给定任务 A
请把下面关于watchdog定时器的原文摘录中，从“从Ftrace抓取的log可”开始、一直到“watchdog_timer_fn(struct hrtimer *hrtimer)”为止的部分一字不差地照抄出来。

原文摘录
+---+
从Ftrace抓取的log可以看到,有个watchdog timer会周期性触发,时间也是4s左右,跟现象一样,因此很可能就是这个timer导致的了
搜索源码发现,是开启了CONFIG_SOFTLOCKUP_DETECTOR导致,代码如下所示:
/* watchdog kicker functions */
static enum hrtimer_restart watchdog_timer_fn(struct hrtimer *hrtimer)
{
unsigned long touch_ts = __this_cpu_read(watchdog_touch_ts);
struct pt_regs *regs = get_irq_regs();
int duration;
int softlockup_all_cpu_backtrace = sysctl_softlockup_all_cpu_backtrace;
if (!watchdog_enabled)
return HRTIMER_NORESTART;
/* kick the hardlockup detector */
watchdog_interrupt_count();
/* kick the softlockup detector */
wake_up_process(__this_cpu_read(softlockup_watchdog));
/* .. and repeat */
hrtimer_forward_now(hrtimer, ns_to_ktime(sample_period));\
...
+---+
所给数据
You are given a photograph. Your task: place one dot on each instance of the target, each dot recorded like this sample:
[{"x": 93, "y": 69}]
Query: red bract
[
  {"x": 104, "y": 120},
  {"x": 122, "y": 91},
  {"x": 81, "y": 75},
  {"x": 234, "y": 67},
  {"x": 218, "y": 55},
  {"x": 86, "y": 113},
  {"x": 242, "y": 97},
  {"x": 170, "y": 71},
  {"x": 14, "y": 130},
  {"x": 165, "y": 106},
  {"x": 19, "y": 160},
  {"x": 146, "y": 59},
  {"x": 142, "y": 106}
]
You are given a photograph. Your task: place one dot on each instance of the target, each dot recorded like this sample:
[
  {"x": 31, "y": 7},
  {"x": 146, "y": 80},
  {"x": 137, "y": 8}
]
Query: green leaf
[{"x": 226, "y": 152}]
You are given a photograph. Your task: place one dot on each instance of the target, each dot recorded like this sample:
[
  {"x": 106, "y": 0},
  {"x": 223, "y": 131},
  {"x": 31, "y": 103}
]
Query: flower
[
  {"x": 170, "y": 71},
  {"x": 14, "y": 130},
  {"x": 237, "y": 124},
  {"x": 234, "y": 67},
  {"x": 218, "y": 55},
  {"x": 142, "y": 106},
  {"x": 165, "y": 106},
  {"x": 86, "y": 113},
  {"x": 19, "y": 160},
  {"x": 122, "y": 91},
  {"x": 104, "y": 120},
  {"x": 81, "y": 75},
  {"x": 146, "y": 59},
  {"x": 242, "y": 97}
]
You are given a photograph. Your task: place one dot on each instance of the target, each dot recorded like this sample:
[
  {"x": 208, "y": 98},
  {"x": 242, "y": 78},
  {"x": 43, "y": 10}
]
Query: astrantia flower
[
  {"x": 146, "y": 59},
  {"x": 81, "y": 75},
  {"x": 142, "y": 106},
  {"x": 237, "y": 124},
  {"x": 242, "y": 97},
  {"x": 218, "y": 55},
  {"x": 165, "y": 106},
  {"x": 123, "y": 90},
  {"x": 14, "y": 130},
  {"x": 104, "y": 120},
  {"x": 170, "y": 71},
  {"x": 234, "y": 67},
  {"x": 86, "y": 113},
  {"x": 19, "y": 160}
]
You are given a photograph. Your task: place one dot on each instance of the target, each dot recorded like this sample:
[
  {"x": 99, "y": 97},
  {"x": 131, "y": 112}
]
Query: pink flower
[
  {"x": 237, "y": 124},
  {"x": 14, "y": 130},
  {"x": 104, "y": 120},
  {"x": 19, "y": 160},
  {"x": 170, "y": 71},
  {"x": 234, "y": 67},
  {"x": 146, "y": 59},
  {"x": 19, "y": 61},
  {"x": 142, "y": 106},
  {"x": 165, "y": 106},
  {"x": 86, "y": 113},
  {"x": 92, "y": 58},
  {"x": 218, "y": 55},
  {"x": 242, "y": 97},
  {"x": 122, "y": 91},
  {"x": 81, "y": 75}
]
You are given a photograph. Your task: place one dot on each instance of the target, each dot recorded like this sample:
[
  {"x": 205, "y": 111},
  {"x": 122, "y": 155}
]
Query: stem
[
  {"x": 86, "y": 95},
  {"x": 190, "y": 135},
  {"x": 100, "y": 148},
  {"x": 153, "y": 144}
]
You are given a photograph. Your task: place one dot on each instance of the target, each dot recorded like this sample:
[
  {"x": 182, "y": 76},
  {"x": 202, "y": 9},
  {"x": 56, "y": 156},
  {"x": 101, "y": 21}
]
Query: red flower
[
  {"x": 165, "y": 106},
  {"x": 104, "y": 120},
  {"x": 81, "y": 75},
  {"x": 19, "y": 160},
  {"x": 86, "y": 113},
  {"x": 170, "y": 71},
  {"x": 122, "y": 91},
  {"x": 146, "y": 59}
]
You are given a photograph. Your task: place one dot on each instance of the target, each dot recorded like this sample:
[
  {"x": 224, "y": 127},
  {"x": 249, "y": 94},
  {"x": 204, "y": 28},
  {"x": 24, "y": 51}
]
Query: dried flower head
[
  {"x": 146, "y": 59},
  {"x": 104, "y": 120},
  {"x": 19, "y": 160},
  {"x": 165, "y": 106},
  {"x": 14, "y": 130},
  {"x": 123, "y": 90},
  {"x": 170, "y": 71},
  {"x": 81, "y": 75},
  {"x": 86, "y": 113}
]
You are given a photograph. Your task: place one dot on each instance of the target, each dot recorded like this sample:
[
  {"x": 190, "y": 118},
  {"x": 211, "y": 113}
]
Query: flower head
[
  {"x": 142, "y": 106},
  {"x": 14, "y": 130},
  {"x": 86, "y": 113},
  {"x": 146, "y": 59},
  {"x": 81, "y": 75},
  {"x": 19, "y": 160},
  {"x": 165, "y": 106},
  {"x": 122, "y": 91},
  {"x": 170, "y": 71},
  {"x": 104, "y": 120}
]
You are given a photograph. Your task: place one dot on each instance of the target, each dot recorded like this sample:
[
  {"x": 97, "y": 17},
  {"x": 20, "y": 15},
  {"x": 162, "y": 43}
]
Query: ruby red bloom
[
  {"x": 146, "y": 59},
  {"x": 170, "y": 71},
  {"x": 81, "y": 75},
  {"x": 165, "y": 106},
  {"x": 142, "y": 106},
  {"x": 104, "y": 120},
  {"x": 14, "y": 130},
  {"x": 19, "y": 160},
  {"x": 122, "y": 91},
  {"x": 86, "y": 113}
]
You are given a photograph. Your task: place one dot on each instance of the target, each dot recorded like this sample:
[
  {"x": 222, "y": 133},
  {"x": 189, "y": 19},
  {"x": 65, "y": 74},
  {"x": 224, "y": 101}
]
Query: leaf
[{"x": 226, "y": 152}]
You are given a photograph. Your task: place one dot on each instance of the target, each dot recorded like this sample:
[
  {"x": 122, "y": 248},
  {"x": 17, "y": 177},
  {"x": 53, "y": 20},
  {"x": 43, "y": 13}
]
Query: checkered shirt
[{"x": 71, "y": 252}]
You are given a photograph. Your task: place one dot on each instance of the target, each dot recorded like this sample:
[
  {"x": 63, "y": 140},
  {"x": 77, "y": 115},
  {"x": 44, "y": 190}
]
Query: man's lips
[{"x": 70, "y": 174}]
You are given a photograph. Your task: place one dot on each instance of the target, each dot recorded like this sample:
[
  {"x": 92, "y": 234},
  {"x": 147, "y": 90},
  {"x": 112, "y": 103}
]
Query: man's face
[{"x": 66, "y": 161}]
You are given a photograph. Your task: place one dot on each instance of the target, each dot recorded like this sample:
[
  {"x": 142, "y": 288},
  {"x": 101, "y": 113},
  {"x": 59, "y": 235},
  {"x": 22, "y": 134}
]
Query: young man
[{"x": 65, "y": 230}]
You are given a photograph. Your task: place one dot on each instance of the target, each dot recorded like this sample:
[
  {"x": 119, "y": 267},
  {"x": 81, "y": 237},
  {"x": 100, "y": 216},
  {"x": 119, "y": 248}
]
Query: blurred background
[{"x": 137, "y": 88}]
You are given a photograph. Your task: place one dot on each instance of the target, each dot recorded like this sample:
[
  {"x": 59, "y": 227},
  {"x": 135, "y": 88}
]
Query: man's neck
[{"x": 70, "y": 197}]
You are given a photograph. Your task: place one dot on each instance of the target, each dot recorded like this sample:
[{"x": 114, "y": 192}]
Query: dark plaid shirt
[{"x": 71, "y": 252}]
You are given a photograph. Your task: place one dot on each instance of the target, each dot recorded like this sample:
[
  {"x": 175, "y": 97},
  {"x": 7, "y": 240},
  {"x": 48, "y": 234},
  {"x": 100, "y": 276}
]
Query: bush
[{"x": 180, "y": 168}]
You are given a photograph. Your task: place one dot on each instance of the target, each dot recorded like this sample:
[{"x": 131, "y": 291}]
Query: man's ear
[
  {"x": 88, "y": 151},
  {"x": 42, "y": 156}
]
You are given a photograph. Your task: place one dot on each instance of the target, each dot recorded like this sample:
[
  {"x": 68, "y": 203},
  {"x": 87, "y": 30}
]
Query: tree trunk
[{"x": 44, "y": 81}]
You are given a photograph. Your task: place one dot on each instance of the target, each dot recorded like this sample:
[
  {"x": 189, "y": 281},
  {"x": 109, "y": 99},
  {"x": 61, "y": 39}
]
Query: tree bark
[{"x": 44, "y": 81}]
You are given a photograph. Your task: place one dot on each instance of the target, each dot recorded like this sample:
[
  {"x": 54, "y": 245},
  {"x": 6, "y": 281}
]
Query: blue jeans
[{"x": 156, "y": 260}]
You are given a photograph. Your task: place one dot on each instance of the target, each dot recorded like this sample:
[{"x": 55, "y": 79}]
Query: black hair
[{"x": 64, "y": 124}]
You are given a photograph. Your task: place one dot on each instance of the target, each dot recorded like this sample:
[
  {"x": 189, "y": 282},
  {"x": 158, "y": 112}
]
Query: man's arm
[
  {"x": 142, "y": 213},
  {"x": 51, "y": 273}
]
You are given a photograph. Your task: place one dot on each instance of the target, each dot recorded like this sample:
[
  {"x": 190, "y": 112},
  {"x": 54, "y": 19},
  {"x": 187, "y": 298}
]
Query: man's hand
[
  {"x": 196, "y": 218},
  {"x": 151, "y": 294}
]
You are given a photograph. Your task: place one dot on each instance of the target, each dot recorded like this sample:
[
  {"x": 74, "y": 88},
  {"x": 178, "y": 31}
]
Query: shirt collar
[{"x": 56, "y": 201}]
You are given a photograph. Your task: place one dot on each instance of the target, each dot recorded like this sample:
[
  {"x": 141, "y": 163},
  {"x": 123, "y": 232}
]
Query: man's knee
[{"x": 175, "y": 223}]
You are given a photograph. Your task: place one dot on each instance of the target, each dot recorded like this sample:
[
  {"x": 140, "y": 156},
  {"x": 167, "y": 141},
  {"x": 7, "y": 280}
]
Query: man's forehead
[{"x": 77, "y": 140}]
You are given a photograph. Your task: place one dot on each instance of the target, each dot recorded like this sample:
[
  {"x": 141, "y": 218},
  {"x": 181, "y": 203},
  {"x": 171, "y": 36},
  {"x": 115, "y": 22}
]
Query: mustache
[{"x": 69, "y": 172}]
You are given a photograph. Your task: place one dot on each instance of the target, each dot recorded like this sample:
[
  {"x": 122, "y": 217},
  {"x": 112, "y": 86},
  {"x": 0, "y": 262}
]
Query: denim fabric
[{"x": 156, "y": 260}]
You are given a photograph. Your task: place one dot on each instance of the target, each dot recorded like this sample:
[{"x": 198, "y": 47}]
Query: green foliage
+---+
给定任务 B
找出上面清单里所有含有“shirt”一词的行，逐行照录。

参考答案 A
从Ftrace抓取的log可以看到,有个watchdog timer会周期性触发,时间也是4s左右,跟现象一样,因此很可能就是这个timer导致的了
搜索源码发现,是开启了CONFIG_SOFTLOCKUP_DETECTOR导致,代码如下所示:
/* watchdog kicker functions */
static enum hrtimer_restart watchdog_timer_fn(struct hrtimer *hrtimer)

参考答案 B
Query: checkered shirt
Query: dark plaid shirt
Query: shirt collar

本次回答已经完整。